CONSIGNE 1 - Indiquez combien de lignes, parmi les lignes présentées ci-dessous, contiennent le mot "front", en respectant la casse. Donnez uniquement le nombre.

╭─ EXTRAIT DE PAGE

Marc Bergevin a risqué gros, durant l'été, en poussant à la limite les négociations avec P.K. Subban. Cette fois, sa patience a failli lui jouer un mauvais tour.

Sans cet accord survenu quelques heures avant que l'arbitre ne fixe le salaire du jeune défenseur, le dossier Subban serait devenu un «cas» qui aurait éclipsé tout le reste dans l'entourage du Canadien.

Après la signature de l'entente, Bergevin a indiqué que le processus normal avait été respecté. S'il est vrai qu'une audition devant l'arbitre est un élément prévu dans la convention collective, il est de notoriété publique que les équipes font tout pour éviter cette procédure.

La raison est simple: en audition, une organisation doit expliquer, devant le joueur concerné, pourquoi il ne mérite pas le salaire demandé. Ce mélange de vérités crues et de jugements de valeur peut laisser un goût amer au principal intéressé. Pas étonnant qu'il s'agissait de la première audition dans la LNH depuis 2011.

- Dis-moi, Marc, était-ce ça faisait partie de ton plan, amener Subban en audition?

╰─

CONSIGNE 2 - D'après l'extrait sur les négociations entre Marc Bergevin et P.K. Subban, depuis quelle année n'y avait-il pas eu d'audition devant l'arbitre dans la LNH ?

╭─ LIGNES PRÉSENTÉES

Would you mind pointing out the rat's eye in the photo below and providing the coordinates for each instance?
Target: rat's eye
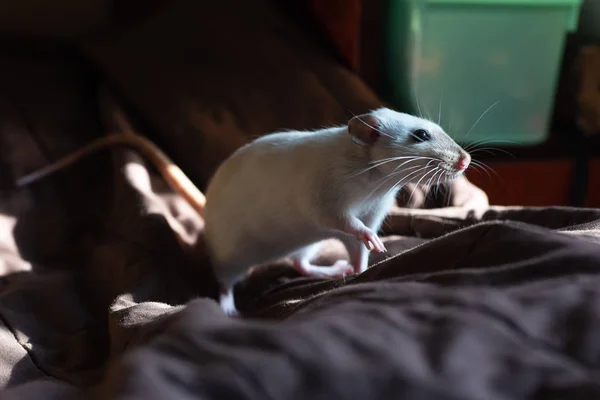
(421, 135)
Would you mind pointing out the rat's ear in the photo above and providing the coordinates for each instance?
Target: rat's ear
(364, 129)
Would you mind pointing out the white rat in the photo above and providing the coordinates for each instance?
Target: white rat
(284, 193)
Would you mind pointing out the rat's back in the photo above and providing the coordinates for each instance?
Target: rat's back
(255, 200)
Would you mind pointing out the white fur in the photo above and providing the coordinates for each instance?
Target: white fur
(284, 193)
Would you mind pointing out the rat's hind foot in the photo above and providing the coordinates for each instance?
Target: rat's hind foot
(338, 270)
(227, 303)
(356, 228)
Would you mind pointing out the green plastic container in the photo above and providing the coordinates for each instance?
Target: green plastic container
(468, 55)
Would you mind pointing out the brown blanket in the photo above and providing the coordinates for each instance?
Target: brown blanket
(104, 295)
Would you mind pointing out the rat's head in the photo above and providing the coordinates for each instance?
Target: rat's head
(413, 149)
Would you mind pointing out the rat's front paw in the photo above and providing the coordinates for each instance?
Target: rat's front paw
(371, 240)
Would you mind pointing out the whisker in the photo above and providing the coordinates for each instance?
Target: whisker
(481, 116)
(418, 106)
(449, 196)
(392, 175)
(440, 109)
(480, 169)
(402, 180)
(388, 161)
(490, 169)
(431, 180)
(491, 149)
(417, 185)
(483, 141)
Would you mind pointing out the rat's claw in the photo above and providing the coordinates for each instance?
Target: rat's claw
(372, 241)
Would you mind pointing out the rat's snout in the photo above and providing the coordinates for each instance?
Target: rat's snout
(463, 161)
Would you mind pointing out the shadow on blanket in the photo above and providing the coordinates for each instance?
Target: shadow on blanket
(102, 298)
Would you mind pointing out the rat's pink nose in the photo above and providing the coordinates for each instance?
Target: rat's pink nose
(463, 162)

╰─
╭─ LIGNES PRÉSENTÉES

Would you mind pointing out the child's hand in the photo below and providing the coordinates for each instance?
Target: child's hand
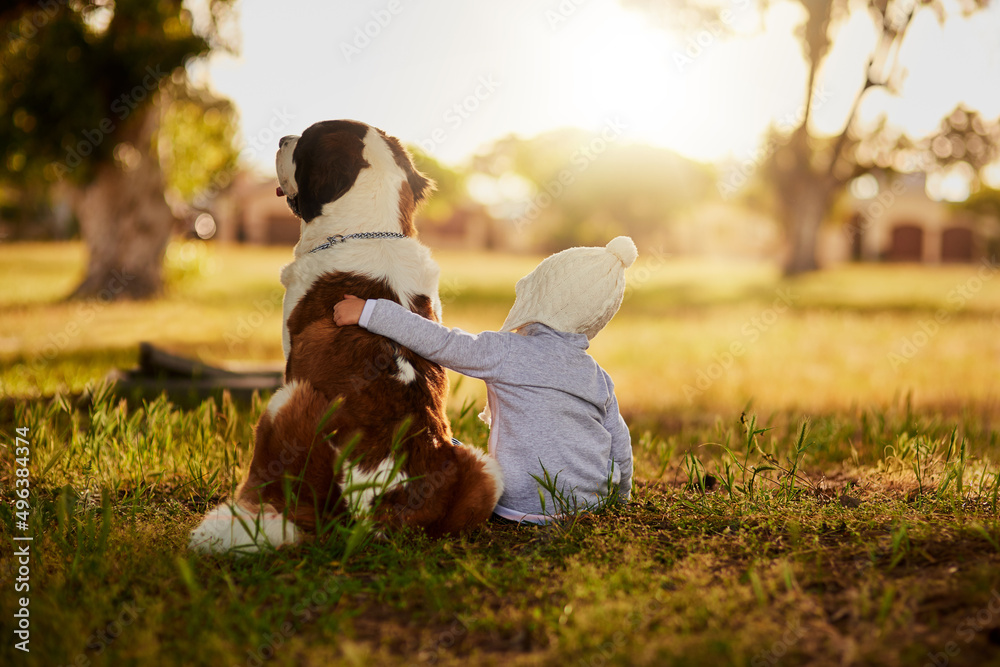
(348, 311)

╰─
╭─ LIGNES PRÉSENTÉES

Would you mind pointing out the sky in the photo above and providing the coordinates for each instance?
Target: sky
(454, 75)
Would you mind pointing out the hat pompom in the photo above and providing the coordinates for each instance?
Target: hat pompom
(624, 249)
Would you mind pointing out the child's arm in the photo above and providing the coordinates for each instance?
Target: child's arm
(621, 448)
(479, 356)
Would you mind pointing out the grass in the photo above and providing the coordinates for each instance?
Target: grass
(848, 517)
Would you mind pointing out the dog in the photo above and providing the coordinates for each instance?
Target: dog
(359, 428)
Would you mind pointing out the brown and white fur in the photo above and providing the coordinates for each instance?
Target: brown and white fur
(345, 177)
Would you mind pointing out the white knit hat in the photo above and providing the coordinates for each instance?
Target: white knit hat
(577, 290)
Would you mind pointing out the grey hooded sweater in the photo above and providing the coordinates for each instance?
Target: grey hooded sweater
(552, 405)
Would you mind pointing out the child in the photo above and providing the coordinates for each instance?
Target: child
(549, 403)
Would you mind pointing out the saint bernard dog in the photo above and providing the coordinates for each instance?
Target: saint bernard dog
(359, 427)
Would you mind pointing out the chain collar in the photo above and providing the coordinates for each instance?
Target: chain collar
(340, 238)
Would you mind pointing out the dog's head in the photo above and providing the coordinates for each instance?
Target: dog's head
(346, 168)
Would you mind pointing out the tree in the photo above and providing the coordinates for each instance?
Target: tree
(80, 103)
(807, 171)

╰─

RÉPONSE RÉDIGÉE 1 - 2

RÉPONSE RÉDIGÉE 2 - Depuis 2011.